━━ Selected extract ━━
Scientific classification
- Kingdom: Animalia
- Phylum: Chordata
- Class: Aves
- Order: Passeriformes
- Family: Muscicapidae
- Genus: Cyanoptila
- Species: C. cyanomelana
- Binomial name: Cyanoptila cyanomelana (Temminck, 1829)

= Blue-and-white flycatcher =

- Genus: Cyanoptila
- Species: cyanomelana
- Authority: (Temminck, 1829)
- Conservation status: LC

Species of bird

The blue-and-white flycatcher (Cyanoptila cyanomelana) is a migratory songbird in the Old World flycatcher family Muscicapidae. The species is also known as the Japanese flycatcher. It breeds in Japan, Korea, and in parts of north eastern China and the Russian Far East. It winters in South East Asia, especially in Vietnam, Cambodia, Thailand, Sumatra and Borneo. This species has been recorded as a vagrant from the Sinharaja Rainforest in Sri Lanka in 2014.

== Taxonomy and etymology ==
The species was first described in 1829 by Coenraad Jacob Temminck under the binomial name Muscicapa cyanomelana, and was transferred to its own genus Cyanoptila by Edward Blyth in 1847, on the basis of structural differences from other flycatchers, including its wing length and bill dimensions.

The genus name comes from ancient Greek; "kuanos" meaning dark blue, and "ptilon", plumage. The specific cyanomelana also comes from "kuanos", paired with melas, melanos meaning dark, black.

=== Subspecies ===
Two subspecies are accepted:

- C. c. cyanomelana (Temminck, 1829) - breeds in Japan and the southern Kuril Islands; it migrates south to winter in Myanmar, Thailand, and the Greater Sundas.
- C. c. intermedia (Weigold, 1922) - breeds in northeastern China (Heilongjiang southward to northeastern Hebei, north and east of Beijing), southeastern Russia (Amur Oblast and Primorsky Krai), and the Korean peninsula; it migrates south to winter in Myanmar, Thailand, and the Greater Sundas.
━━━
━━ Stored data ━━
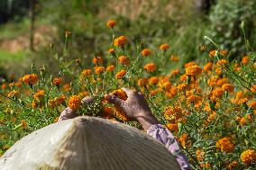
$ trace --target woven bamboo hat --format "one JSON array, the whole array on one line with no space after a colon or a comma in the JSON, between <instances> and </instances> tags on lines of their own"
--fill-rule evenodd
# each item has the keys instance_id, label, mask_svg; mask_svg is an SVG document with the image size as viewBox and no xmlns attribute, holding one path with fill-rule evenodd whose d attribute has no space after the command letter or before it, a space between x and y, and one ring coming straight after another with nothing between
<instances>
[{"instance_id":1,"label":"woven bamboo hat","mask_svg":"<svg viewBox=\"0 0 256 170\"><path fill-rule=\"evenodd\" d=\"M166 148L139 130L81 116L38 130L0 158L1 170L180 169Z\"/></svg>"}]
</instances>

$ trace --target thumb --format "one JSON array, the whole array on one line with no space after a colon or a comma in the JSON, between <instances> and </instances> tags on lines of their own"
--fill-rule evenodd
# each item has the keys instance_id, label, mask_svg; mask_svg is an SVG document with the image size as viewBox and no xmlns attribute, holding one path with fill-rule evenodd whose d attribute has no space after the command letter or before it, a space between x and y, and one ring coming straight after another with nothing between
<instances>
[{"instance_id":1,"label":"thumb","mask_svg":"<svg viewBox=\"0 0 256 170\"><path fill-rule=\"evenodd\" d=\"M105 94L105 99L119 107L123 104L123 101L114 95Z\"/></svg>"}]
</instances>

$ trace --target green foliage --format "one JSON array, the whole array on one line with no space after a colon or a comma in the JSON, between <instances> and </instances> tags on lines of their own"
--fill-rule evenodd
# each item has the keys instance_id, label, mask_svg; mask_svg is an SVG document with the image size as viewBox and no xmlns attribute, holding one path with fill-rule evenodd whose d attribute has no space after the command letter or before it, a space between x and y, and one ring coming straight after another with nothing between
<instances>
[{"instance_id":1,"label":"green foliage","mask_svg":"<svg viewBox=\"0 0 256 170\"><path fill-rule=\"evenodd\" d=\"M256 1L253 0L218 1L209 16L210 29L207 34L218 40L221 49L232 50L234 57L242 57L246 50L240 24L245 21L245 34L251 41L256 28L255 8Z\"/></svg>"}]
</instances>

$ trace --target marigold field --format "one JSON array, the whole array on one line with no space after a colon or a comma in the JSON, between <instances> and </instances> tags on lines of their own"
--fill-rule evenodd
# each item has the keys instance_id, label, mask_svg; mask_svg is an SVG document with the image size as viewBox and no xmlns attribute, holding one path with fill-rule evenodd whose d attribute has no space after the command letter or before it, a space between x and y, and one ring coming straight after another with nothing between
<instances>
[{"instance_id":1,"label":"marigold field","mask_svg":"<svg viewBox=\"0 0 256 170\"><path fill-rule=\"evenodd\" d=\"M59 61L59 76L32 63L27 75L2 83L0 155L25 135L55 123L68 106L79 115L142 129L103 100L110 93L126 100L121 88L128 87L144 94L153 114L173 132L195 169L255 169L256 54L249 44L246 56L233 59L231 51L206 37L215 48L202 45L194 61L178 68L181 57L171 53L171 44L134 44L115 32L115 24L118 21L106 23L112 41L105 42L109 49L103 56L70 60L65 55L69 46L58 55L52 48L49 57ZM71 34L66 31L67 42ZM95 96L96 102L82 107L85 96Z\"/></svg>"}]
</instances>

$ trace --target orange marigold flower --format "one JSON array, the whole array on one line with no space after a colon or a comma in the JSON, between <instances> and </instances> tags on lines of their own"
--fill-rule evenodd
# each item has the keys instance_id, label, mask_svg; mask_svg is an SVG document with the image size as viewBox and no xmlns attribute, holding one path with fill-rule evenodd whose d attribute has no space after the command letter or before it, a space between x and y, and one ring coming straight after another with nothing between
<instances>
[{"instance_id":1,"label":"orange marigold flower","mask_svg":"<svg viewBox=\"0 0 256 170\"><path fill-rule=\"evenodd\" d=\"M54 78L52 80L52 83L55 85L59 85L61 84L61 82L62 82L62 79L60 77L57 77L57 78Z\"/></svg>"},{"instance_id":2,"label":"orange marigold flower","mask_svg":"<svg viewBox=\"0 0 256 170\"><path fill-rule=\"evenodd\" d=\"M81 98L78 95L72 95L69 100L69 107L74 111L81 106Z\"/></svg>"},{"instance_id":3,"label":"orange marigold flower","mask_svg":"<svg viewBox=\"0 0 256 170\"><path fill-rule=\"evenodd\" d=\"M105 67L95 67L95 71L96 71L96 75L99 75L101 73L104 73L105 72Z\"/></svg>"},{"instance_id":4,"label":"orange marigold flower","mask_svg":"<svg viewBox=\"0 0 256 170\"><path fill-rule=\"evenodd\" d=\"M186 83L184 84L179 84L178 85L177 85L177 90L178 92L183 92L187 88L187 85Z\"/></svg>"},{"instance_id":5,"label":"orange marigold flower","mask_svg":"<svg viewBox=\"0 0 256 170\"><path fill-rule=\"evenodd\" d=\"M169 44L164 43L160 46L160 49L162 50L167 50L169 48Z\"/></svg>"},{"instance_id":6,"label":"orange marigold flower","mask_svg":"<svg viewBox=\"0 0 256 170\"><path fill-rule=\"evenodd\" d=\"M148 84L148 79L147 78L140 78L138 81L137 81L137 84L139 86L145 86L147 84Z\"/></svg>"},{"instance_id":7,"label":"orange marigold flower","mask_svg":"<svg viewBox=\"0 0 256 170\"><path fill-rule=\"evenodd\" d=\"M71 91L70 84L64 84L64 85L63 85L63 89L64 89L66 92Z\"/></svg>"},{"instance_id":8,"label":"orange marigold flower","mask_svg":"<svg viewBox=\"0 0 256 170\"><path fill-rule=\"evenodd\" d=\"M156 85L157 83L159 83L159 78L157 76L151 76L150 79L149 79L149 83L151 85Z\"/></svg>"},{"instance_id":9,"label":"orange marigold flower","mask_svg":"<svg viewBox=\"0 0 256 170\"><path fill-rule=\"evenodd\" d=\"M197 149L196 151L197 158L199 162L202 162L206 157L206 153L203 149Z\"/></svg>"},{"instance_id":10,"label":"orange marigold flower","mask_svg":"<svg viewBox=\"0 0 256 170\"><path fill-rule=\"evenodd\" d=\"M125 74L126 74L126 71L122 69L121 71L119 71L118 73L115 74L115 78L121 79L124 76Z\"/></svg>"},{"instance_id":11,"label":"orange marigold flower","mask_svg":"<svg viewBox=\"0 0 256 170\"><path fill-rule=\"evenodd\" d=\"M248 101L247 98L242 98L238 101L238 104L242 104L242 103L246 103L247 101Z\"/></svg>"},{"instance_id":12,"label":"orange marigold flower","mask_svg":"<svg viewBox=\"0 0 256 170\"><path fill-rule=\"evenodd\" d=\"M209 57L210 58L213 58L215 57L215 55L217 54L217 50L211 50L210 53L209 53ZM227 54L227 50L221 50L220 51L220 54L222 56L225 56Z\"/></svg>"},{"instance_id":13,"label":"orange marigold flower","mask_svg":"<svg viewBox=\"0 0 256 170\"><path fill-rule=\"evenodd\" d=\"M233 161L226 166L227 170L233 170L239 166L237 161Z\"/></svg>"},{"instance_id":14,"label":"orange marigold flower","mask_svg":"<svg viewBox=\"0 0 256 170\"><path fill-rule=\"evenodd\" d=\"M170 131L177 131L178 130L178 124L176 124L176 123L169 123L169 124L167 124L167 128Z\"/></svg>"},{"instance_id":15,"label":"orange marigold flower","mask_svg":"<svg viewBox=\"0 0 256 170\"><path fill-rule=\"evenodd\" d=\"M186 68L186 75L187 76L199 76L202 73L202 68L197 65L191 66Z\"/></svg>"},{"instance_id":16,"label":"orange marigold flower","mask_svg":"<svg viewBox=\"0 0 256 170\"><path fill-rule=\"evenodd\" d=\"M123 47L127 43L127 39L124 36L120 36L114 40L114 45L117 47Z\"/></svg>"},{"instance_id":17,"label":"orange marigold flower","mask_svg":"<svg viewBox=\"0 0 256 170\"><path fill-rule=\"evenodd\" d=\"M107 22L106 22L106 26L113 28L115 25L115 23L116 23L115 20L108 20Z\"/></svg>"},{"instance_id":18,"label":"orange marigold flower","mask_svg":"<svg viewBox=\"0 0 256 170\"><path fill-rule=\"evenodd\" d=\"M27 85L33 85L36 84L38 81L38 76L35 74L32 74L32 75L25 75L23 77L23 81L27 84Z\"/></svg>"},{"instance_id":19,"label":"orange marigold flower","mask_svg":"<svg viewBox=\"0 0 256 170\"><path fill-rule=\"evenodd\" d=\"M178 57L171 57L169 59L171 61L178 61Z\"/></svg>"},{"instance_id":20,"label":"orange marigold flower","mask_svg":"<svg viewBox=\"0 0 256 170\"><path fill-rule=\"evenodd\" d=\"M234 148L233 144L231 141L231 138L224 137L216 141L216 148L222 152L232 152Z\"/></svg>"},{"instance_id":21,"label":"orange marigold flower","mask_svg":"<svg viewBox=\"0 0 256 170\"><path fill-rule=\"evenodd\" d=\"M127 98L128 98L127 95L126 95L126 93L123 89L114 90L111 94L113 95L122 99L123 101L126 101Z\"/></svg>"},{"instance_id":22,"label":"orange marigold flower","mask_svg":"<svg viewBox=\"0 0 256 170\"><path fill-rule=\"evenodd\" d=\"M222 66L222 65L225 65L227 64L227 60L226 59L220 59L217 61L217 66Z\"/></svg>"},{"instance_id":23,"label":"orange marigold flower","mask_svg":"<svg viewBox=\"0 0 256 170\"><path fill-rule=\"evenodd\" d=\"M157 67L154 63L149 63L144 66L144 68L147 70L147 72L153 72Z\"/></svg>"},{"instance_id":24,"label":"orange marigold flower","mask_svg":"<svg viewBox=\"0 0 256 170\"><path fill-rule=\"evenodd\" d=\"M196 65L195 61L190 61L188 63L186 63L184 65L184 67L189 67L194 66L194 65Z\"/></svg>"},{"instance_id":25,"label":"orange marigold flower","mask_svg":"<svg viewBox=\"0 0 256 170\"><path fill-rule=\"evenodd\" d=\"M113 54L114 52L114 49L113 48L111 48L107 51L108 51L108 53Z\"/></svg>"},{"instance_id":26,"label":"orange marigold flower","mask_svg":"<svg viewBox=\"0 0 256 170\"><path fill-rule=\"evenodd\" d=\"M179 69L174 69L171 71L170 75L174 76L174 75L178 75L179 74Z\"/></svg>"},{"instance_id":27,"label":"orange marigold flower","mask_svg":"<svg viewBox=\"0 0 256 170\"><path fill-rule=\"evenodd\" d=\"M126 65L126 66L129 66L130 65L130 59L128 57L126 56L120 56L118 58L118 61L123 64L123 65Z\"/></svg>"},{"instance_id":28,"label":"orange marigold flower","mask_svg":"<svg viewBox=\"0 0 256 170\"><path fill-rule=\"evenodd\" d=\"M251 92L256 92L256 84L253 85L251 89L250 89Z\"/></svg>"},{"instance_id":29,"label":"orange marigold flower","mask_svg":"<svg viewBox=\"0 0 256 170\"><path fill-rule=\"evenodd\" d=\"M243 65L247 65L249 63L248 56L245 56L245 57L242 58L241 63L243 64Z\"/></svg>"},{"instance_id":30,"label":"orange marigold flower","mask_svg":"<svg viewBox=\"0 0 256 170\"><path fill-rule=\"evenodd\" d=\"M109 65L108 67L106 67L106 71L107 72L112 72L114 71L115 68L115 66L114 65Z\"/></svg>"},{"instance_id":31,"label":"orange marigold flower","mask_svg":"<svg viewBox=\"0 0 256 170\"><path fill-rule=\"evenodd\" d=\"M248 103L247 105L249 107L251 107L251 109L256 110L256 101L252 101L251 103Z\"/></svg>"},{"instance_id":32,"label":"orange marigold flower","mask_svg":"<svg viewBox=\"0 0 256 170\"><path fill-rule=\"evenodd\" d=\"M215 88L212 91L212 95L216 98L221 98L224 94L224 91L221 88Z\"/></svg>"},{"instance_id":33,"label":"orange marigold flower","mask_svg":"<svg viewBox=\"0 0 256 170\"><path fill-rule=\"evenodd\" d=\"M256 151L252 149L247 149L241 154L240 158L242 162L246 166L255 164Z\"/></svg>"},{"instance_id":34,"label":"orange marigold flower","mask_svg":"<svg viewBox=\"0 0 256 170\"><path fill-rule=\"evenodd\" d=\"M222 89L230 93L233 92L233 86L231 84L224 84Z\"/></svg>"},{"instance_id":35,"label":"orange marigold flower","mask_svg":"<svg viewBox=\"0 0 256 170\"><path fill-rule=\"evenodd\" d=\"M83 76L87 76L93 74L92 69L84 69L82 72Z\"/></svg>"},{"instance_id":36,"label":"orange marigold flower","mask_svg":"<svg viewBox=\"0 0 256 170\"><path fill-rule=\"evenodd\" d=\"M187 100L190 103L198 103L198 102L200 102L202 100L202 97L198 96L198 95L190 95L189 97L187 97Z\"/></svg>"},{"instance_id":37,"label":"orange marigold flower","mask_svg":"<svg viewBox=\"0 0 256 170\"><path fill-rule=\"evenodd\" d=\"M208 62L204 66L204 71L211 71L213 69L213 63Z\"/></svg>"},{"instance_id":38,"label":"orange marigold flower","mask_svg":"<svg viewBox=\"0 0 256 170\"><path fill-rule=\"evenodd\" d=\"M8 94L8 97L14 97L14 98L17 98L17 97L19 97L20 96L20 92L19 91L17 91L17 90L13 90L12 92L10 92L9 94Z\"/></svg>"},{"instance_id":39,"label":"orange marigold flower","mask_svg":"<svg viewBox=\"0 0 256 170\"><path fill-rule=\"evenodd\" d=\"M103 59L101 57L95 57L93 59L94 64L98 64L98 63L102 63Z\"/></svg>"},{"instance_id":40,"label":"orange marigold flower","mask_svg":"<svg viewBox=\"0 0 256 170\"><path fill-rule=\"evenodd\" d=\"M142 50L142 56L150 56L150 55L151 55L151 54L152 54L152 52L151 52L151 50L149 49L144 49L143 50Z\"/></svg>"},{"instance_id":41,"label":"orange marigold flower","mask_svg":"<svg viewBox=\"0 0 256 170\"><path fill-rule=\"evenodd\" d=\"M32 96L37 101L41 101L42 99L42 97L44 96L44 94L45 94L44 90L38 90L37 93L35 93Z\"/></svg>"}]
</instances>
━━━
### Required tasks
**a)** Summarize the blue-and-white flycatcher text in two sentences.
**b)** From the opening paragraph of the blue-and-white flycatcher text, list every place named after "especially in" as a wintering area.
**c)** Pick up the blue-and-white flycatcher text after its subspecies list and write the section that comes next.

### Set of answers
**a)** The blue-and-white flycatcher (Cyanoptila cyanomelana), also called the Japanese flycatcher, is a migratory songbird in the Old World flycatcher family Muscicapidae that breeds in Japan, Korea, and parts of north eastern China and the Russian Far East and winters in South East Asia. Temminck first described it in 1829 as Muscicapa cyanomelana, Blyth moved it to its own genus Cyanoptila in 1847, and two subspecies are accepted.

**b)**
- Vietnam
- Cambodia
- Thailand
- Sumatra
- Borneo

**c)**
A former third subspecies from further southwest in China is now treated as a separate species, Zappey's flycatcher C. cumatilis.

== Description ==
The blue-and-white flycatcher is a large flycatcher (16–17 cm long, weight 25 g on average) with a striking plumage pattern. The male is deep cobalt blue, with black on the face down to the upper part of the breast and flanks, the rest of the underside white. There is also a prominent white patch on the base of the outer tail feathers. Immature males have the adult male's blue wings, but are otherwise brown like females.

The female is smaller on average than the male, with head, face and most of upperparts grey-brown, and pale beige-white on the lower part of the middle of the throat, young males are very similar. The female has a smaller-headed profile than other brown flycatchers in range.

The song is a short, melancholic sounding series of whistles.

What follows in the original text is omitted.